• [EXTRACTED RECORDS]:
▼▼▼
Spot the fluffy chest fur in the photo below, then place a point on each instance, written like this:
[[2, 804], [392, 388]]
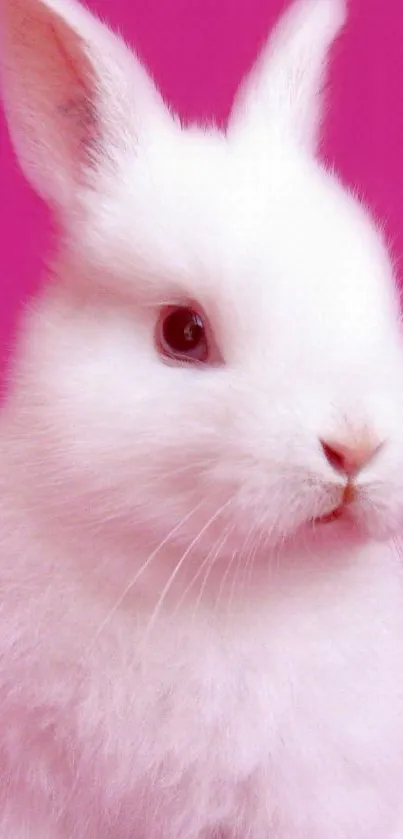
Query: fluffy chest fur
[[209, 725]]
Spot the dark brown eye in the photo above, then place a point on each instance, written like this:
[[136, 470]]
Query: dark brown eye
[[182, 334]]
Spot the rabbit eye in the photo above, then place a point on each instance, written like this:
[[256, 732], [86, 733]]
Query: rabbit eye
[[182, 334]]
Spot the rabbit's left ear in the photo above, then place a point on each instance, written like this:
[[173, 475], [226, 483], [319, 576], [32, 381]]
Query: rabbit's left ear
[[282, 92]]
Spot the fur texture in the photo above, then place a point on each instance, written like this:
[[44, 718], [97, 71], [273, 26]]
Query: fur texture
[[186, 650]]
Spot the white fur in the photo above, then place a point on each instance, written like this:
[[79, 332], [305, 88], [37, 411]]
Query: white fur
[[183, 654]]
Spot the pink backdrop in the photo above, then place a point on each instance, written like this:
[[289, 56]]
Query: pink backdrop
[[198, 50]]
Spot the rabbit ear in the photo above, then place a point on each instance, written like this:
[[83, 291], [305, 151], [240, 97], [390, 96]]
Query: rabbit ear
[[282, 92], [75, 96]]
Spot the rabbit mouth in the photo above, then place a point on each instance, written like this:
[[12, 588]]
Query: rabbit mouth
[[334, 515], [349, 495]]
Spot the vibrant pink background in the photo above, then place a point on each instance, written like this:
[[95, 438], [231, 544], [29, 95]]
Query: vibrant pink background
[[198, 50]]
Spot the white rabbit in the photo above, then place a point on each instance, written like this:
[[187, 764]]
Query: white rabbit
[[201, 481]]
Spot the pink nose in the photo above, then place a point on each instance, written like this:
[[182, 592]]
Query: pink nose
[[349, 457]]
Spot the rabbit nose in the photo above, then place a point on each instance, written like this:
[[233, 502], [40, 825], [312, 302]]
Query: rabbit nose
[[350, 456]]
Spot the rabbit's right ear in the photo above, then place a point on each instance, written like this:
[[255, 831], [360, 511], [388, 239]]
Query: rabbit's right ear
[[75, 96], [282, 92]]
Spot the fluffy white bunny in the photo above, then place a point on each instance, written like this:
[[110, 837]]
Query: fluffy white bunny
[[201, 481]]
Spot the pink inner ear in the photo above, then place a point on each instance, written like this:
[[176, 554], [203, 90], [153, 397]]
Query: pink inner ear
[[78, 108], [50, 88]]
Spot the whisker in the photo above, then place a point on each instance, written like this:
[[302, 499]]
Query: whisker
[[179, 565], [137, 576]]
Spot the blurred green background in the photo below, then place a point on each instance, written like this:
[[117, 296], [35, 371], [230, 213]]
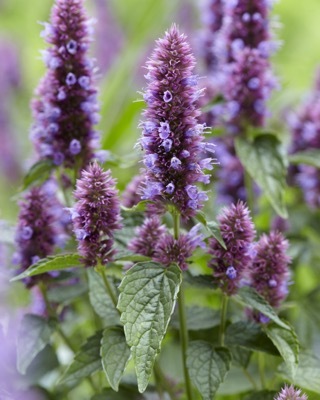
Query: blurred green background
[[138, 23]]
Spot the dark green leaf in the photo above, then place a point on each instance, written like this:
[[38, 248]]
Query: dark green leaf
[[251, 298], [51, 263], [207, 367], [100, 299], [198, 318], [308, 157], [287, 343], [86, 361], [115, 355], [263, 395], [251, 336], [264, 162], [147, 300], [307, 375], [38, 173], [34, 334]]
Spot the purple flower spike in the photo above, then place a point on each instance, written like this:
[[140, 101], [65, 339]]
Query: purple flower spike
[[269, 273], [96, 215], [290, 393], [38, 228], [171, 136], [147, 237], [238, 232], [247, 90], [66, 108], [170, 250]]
▲▲▲
• [YOUR TASK]:
Rewrite the part of the listing that starts with the line containing "Spot the rabbit nose" and ends with the line containing "[[75, 96], [282, 92]]" as a numbered list, leaving out any blank lines.

• [REPLY TO THE EXERCISE]:
1. Spot the rabbit nose in the photo above, then place a point on each instance, written like this:
2. [[233, 502], [40, 825], [312, 302]]
3. Query: rabbit nose
4. [[350, 456]]
5. Spot the rabbit's right ear in the photo above, then place a point on each instance, written like this:
6. [[255, 831], [360, 511], [388, 239]]
7. Query: rabbit's right ear
8. [[75, 96], [282, 92]]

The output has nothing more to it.